» Set problem: State how many lines of the data that follow contain the word "below". Reply with the number alone.

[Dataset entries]
________________

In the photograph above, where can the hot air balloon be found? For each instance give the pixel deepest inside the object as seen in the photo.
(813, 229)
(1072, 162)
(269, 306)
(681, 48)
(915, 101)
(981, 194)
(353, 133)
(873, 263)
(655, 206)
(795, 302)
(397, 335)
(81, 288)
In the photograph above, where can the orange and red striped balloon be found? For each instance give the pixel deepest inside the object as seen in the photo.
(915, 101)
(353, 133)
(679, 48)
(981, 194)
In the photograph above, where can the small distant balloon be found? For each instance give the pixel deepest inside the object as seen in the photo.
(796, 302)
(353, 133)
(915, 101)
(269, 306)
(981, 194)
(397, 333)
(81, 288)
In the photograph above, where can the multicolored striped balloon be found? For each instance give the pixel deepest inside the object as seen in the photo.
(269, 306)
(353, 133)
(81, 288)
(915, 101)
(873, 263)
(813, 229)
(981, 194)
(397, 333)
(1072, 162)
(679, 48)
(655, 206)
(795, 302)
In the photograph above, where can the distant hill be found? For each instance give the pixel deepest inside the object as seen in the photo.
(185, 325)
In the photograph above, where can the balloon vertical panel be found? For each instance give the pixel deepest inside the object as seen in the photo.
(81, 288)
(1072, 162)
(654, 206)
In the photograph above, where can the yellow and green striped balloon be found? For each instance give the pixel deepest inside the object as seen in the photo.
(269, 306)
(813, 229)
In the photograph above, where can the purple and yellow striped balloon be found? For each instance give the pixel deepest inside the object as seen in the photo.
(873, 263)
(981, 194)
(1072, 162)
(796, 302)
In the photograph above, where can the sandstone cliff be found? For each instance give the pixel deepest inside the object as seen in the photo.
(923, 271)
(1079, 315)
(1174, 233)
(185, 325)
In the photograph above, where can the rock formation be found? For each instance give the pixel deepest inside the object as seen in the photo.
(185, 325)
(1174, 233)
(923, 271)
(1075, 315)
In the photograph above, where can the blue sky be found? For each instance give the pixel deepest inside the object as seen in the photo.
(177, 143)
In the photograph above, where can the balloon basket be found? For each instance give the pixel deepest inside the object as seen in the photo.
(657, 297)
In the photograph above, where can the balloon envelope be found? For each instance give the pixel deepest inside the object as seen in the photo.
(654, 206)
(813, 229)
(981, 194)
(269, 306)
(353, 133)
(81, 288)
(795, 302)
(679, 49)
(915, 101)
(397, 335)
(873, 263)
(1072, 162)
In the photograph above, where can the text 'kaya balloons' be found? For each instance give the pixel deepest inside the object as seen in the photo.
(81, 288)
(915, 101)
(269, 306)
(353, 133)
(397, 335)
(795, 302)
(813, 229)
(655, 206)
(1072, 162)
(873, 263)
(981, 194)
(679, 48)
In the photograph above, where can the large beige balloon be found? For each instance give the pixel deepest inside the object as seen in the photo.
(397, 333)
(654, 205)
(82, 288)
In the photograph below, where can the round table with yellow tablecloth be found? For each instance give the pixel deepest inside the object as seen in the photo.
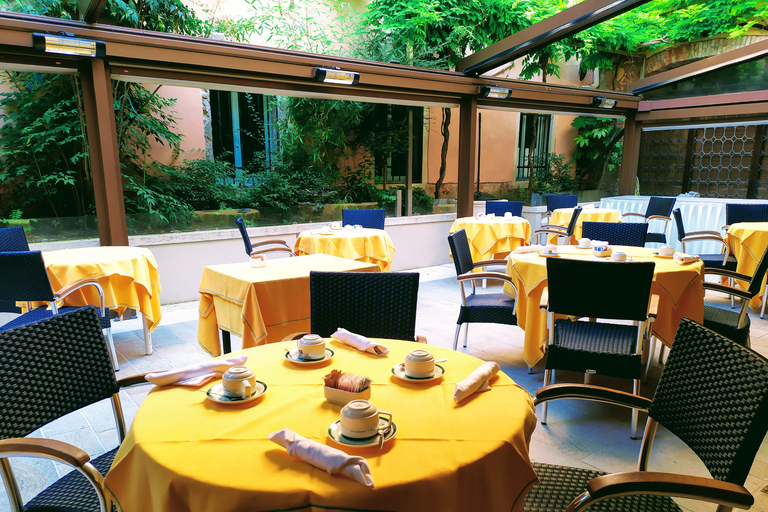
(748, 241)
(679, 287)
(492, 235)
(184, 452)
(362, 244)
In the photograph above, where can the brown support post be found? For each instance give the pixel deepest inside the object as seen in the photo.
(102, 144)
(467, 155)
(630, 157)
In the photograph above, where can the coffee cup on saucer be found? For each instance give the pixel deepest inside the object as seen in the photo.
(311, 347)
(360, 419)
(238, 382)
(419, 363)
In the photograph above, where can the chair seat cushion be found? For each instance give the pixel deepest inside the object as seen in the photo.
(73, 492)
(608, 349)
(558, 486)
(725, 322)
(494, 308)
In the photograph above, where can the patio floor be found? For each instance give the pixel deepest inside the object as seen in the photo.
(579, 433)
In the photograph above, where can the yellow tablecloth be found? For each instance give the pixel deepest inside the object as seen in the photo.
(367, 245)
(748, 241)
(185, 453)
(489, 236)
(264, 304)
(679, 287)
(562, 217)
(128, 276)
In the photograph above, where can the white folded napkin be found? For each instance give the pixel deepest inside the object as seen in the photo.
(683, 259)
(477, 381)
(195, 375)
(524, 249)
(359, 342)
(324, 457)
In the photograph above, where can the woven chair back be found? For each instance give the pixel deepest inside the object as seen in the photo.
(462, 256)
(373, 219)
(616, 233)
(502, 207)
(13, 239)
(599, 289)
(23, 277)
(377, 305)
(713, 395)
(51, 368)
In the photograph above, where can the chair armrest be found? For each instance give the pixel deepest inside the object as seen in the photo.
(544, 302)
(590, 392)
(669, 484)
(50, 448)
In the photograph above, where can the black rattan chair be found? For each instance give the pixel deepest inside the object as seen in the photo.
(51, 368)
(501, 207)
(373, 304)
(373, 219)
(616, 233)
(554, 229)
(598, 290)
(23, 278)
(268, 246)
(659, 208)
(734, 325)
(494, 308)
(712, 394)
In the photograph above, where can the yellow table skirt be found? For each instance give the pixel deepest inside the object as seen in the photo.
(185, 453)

________________

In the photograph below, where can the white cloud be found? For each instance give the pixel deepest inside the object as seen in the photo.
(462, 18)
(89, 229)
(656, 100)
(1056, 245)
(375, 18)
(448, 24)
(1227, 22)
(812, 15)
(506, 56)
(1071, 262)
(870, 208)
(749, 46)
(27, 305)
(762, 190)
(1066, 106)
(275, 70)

________________

» Answer to the problem: 2